→ **Data**
········

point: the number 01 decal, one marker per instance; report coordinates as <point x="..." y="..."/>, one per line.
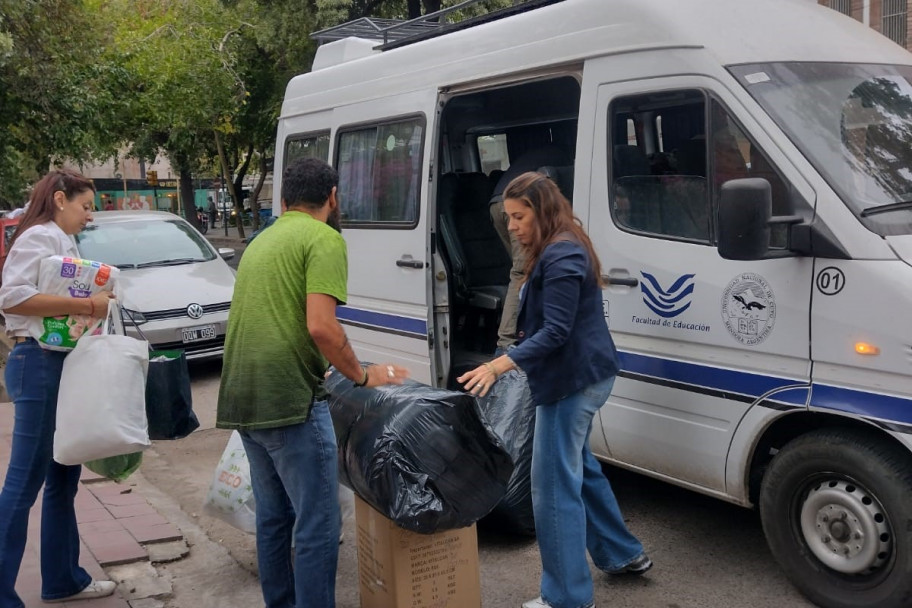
<point x="830" y="281"/>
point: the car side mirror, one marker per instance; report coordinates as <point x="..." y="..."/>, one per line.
<point x="745" y="210"/>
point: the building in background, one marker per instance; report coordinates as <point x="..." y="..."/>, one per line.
<point x="889" y="17"/>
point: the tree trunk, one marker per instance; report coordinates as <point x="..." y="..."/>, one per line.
<point x="187" y="197"/>
<point x="255" y="193"/>
<point x="232" y="191"/>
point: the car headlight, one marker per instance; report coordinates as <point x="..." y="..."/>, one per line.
<point x="133" y="317"/>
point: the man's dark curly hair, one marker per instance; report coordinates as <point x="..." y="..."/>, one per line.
<point x="308" y="182"/>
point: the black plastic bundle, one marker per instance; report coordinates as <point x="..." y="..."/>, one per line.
<point x="510" y="411"/>
<point x="424" y="457"/>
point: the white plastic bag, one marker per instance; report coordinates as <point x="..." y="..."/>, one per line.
<point x="64" y="276"/>
<point x="230" y="496"/>
<point x="101" y="406"/>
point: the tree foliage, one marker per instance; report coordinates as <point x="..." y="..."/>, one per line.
<point x="57" y="94"/>
<point x="183" y="78"/>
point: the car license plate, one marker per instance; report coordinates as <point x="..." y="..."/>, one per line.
<point x="202" y="332"/>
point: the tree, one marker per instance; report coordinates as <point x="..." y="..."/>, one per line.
<point x="182" y="80"/>
<point x="57" y="93"/>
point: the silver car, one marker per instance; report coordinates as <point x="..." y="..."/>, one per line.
<point x="176" y="288"/>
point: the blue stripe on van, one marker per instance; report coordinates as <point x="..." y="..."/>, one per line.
<point x="888" y="411"/>
<point x="862" y="403"/>
<point x="407" y="326"/>
<point x="728" y="383"/>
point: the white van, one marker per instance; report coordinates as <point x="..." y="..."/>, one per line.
<point x="745" y="171"/>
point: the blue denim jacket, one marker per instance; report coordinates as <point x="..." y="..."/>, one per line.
<point x="563" y="342"/>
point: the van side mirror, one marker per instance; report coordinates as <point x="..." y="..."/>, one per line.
<point x="745" y="210"/>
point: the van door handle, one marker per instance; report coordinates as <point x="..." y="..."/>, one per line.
<point x="626" y="281"/>
<point x="409" y="263"/>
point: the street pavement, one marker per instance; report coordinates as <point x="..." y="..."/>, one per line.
<point x="708" y="554"/>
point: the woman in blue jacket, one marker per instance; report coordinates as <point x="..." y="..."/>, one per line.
<point x="567" y="353"/>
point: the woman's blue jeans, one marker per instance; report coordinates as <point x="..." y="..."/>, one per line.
<point x="574" y="506"/>
<point x="32" y="381"/>
<point x="293" y="470"/>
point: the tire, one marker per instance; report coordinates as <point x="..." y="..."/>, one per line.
<point x="836" y="507"/>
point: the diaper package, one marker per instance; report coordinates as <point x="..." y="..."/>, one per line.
<point x="64" y="276"/>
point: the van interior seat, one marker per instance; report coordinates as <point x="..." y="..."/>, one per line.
<point x="478" y="261"/>
<point x="562" y="176"/>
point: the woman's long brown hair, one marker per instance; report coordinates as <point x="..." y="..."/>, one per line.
<point x="41" y="203"/>
<point x="554" y="219"/>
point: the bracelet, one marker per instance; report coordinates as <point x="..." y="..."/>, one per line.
<point x="364" y="379"/>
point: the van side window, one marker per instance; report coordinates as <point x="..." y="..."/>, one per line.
<point x="665" y="181"/>
<point x="379" y="173"/>
<point x="659" y="173"/>
<point x="736" y="156"/>
<point x="492" y="153"/>
<point x="307" y="146"/>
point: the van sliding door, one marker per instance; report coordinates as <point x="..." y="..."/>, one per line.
<point x="380" y="152"/>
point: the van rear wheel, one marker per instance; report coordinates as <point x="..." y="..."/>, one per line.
<point x="835" y="510"/>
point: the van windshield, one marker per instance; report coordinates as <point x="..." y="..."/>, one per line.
<point x="854" y="124"/>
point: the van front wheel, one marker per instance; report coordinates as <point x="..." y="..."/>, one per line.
<point x="835" y="510"/>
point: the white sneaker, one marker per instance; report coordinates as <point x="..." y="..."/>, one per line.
<point x="540" y="603"/>
<point x="95" y="589"/>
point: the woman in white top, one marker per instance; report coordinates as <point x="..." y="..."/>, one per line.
<point x="61" y="205"/>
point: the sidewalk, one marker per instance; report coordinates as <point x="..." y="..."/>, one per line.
<point x="216" y="236"/>
<point x="117" y="526"/>
<point x="121" y="534"/>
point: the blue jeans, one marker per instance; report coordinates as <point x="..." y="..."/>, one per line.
<point x="32" y="380"/>
<point x="574" y="506"/>
<point x="293" y="470"/>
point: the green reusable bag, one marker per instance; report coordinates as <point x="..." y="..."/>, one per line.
<point x="117" y="468"/>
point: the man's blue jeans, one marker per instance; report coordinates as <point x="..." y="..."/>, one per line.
<point x="32" y="380"/>
<point x="293" y="470"/>
<point x="574" y="506"/>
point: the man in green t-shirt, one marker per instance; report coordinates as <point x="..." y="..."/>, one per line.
<point x="282" y="334"/>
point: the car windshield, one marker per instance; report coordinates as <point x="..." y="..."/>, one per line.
<point x="141" y="243"/>
<point x="854" y="124"/>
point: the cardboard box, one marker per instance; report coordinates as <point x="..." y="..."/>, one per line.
<point x="402" y="569"/>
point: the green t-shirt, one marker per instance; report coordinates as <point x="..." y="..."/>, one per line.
<point x="272" y="370"/>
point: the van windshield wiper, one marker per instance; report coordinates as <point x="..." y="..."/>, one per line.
<point x="172" y="262"/>
<point x="886" y="208"/>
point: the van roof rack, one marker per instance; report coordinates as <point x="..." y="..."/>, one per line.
<point x="393" y="33"/>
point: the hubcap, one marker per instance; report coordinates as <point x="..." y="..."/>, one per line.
<point x="845" y="527"/>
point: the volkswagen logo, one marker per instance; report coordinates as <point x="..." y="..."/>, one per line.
<point x="195" y="311"/>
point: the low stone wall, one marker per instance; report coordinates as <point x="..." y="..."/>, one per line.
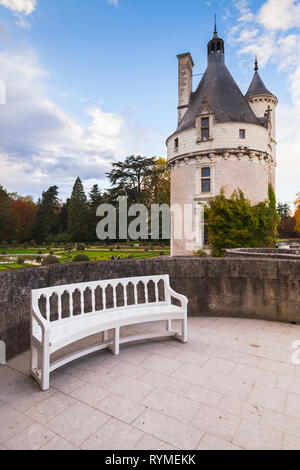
<point x="253" y="288"/>
<point x="271" y="253"/>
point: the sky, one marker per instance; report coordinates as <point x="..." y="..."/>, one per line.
<point x="89" y="82"/>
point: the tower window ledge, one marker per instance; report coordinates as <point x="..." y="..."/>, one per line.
<point x="200" y="141"/>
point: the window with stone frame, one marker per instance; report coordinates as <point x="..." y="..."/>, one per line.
<point x="205" y="180"/>
<point x="204" y="125"/>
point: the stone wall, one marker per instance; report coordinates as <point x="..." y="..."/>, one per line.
<point x="264" y="289"/>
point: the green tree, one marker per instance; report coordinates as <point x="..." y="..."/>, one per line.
<point x="9" y="220"/>
<point x="47" y="216"/>
<point x="132" y="178"/>
<point x="234" y="223"/>
<point x="283" y="209"/>
<point x="78" y="213"/>
<point x="95" y="199"/>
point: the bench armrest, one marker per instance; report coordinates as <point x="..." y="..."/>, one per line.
<point x="183" y="299"/>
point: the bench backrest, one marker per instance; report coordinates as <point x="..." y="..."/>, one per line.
<point x="58" y="303"/>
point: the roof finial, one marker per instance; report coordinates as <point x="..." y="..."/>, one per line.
<point x="215" y="31"/>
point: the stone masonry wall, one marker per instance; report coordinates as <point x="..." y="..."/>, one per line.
<point x="264" y="289"/>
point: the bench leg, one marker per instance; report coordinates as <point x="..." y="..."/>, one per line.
<point x="183" y="336"/>
<point x="116" y="341"/>
<point x="45" y="369"/>
<point x="105" y="336"/>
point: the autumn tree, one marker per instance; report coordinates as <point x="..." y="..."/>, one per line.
<point x="47" y="213"/>
<point x="161" y="182"/>
<point x="132" y="178"/>
<point x="297" y="213"/>
<point x="9" y="220"/>
<point x="234" y="223"/>
<point x="26" y="211"/>
<point x="78" y="214"/>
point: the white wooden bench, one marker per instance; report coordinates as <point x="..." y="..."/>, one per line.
<point x="65" y="314"/>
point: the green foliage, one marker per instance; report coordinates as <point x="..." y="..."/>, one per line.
<point x="80" y="247"/>
<point x="81" y="258"/>
<point x="47" y="216"/>
<point x="283" y="209"/>
<point x="78" y="216"/>
<point x="234" y="223"/>
<point x="201" y="253"/>
<point x="50" y="260"/>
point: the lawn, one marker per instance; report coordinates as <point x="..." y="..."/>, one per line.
<point x="95" y="254"/>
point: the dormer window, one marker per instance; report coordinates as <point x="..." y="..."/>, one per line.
<point x="205" y="180"/>
<point x="205" y="128"/>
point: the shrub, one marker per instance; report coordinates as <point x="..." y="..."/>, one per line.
<point x="235" y="223"/>
<point x="201" y="253"/>
<point x="81" y="258"/>
<point x="80" y="247"/>
<point x="50" y="260"/>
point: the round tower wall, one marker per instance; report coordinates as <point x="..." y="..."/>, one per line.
<point x="222" y="136"/>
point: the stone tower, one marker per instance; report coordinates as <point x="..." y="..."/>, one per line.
<point x="224" y="140"/>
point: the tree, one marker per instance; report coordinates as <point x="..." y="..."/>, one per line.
<point x="95" y="199"/>
<point x="78" y="215"/>
<point x="132" y="178"/>
<point x="47" y="215"/>
<point x="297" y="213"/>
<point x="161" y="182"/>
<point x="233" y="222"/>
<point x="26" y="212"/>
<point x="9" y="220"/>
<point x="283" y="209"/>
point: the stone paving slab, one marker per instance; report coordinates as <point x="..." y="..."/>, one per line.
<point x="232" y="386"/>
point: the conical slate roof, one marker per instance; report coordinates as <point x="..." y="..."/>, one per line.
<point x="257" y="87"/>
<point x="220" y="93"/>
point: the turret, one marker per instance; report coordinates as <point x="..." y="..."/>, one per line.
<point x="185" y="82"/>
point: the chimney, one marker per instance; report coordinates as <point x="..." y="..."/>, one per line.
<point x="185" y="82"/>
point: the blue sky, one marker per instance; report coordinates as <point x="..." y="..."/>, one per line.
<point x="89" y="82"/>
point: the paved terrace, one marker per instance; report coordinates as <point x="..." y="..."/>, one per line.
<point x="233" y="386"/>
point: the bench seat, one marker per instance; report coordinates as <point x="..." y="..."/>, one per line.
<point x="62" y="315"/>
<point x="78" y="328"/>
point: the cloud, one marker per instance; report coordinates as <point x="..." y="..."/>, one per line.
<point x="272" y="34"/>
<point x="41" y="144"/>
<point x="279" y="14"/>
<point x="25" y="7"/>
<point x="21" y="9"/>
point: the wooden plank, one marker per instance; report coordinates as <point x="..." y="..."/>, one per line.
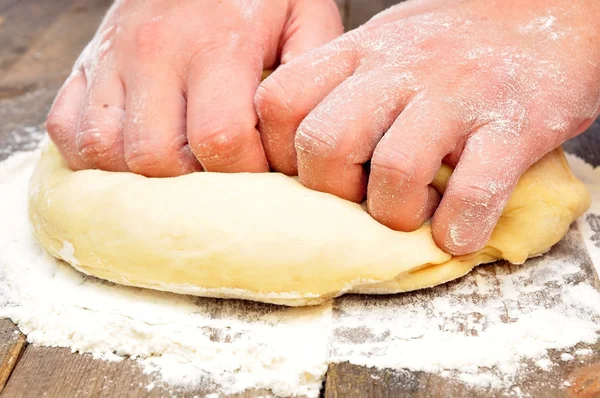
<point x="587" y="145"/>
<point x="581" y="375"/>
<point x="360" y="11"/>
<point x="29" y="84"/>
<point x="22" y="23"/>
<point x="12" y="343"/>
<point x="56" y="372"/>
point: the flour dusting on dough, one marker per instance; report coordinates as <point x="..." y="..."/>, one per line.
<point x="486" y="330"/>
<point x="67" y="253"/>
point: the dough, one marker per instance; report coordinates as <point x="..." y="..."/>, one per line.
<point x="265" y="237"/>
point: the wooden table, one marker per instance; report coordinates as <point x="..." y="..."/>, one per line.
<point x="39" y="41"/>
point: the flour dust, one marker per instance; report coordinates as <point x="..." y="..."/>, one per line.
<point x="487" y="330"/>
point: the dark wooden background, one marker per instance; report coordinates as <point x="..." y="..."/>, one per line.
<point x="39" y="41"/>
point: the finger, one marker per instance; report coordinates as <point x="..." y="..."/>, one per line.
<point x="154" y="132"/>
<point x="339" y="135"/>
<point x="492" y="162"/>
<point x="407" y="158"/>
<point x="286" y="97"/>
<point x="406" y="9"/>
<point x="63" y="119"/>
<point x="221" y="117"/>
<point x="312" y="24"/>
<point x="99" y="136"/>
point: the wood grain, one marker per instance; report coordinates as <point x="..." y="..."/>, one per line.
<point x="12" y="344"/>
<point x="39" y="41"/>
<point x="56" y="372"/>
<point x="566" y="379"/>
<point x="22" y="24"/>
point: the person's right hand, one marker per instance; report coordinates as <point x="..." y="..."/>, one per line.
<point x="166" y="88"/>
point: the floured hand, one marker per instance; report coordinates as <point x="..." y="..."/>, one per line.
<point x="167" y="88"/>
<point x="486" y="86"/>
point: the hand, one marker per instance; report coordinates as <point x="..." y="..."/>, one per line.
<point x="486" y="86"/>
<point x="166" y="88"/>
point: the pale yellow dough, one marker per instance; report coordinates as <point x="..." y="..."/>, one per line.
<point x="267" y="238"/>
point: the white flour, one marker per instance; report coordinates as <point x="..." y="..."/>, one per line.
<point x="486" y="330"/>
<point x="589" y="223"/>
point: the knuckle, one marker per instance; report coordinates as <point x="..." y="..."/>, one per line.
<point x="271" y="100"/>
<point x="150" y="39"/>
<point x="96" y="143"/>
<point x="477" y="195"/>
<point x="320" y="138"/>
<point x="58" y="123"/>
<point x="148" y="158"/>
<point x="220" y="141"/>
<point x="400" y="165"/>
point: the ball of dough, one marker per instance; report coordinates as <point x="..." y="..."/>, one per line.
<point x="265" y="237"/>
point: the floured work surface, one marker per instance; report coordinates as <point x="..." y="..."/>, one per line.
<point x="57" y="372"/>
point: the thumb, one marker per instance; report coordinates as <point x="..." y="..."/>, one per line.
<point x="311" y="24"/>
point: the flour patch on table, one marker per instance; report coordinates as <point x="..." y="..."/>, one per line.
<point x="487" y="329"/>
<point x="589" y="222"/>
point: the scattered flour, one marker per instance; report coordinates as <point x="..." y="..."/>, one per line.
<point x="589" y="223"/>
<point x="485" y="330"/>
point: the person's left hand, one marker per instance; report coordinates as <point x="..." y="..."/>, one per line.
<point x="486" y="86"/>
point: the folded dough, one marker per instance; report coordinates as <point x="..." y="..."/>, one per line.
<point x="265" y="237"/>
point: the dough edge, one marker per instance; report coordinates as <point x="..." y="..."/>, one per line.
<point x="551" y="177"/>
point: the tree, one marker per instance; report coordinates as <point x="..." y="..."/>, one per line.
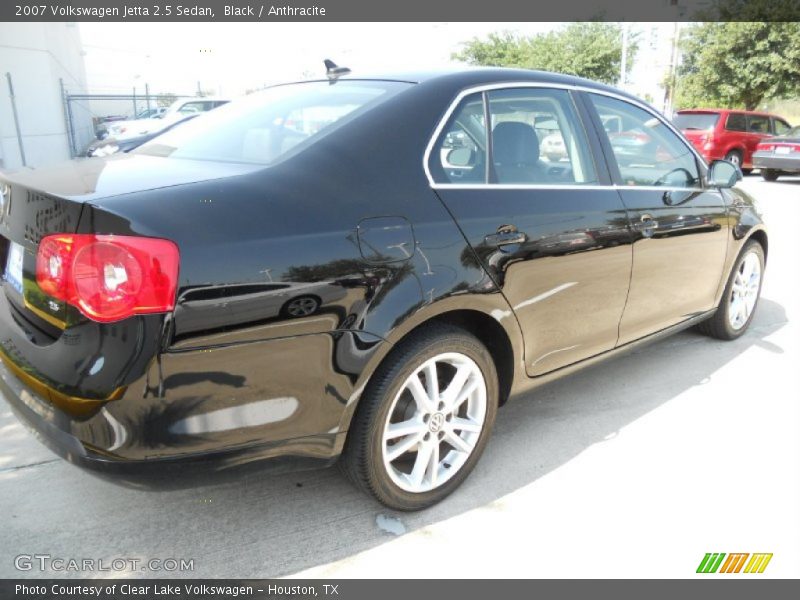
<point x="738" y="65"/>
<point x="592" y="50"/>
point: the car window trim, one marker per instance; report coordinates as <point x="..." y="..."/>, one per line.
<point x="536" y="84"/>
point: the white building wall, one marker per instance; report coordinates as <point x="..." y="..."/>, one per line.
<point x="37" y="55"/>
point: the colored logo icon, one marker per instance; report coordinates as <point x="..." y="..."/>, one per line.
<point x="717" y="562"/>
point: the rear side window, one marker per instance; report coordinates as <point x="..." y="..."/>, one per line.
<point x="269" y="126"/>
<point x="757" y="124"/>
<point x="736" y="122"/>
<point x="695" y="121"/>
<point x="647" y="152"/>
<point x="781" y="127"/>
<point x="537" y="138"/>
<point x="534" y="137"/>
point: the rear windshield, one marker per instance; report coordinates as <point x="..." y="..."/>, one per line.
<point x="269" y="126"/>
<point x="699" y="121"/>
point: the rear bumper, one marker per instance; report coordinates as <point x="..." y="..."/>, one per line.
<point x="61" y="433"/>
<point x="770" y="161"/>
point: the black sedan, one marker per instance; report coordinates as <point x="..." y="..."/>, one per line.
<point x="317" y="273"/>
<point x="779" y="155"/>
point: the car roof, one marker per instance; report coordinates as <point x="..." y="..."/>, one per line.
<point x="726" y="110"/>
<point x="465" y="77"/>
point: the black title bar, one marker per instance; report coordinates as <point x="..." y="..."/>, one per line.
<point x="408" y="10"/>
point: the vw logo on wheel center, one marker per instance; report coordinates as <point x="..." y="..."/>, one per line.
<point x="436" y="422"/>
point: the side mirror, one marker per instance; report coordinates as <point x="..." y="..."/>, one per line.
<point x="723" y="174"/>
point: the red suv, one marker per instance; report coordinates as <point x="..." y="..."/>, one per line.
<point x="729" y="134"/>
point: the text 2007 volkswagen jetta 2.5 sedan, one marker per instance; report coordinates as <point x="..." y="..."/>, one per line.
<point x="360" y="269"/>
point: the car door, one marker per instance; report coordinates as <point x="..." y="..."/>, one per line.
<point x="553" y="233"/>
<point x="680" y="226"/>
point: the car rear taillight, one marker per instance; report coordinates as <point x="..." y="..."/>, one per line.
<point x="109" y="277"/>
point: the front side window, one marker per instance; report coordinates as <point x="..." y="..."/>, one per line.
<point x="459" y="155"/>
<point x="647" y="152"/>
<point x="269" y="126"/>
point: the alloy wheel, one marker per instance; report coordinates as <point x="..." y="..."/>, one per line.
<point x="302" y="307"/>
<point x="434" y="422"/>
<point x="744" y="292"/>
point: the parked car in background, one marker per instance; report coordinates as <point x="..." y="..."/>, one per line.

········

→ **Task brief**
The line containing "point: the side mirror, one" and all lines after it, to the end of the records, are to be output exactly and alone.

→ **Answer space**
point: the side mirror, one marker per instance; report coordinates as <point x="..." y="..."/>, one per line.
<point x="723" y="174"/>
point: the red suv, one marker per instance; report coordinates as <point x="..." y="..."/>, one per line.
<point x="729" y="134"/>
point: the text 2007 volkswagen jetta 2.5 sedan, one marker per instance; report coordinates as <point x="..." y="..."/>, one per line.
<point x="360" y="269"/>
point: the car door, one marker per instance; report coordinates as <point x="..." y="..."/>, one per line.
<point x="553" y="233"/>
<point x="680" y="226"/>
point: the car rear taillight, one marker per instance; report coordinates as <point x="..." y="..."/>, one per line.
<point x="109" y="277"/>
point: the front side window, one marker per instance; report coordinates as <point x="..." y="..."/>, one per line.
<point x="459" y="155"/>
<point x="647" y="152"/>
<point x="269" y="126"/>
point: the alloy wheel, one marker per instance; report coordinates as <point x="..." y="..."/>, one per line.
<point x="302" y="307"/>
<point x="434" y="422"/>
<point x="744" y="292"/>
point: the parked car in background, one marker per instance; report coordinates as <point x="..." y="..."/>, one per line.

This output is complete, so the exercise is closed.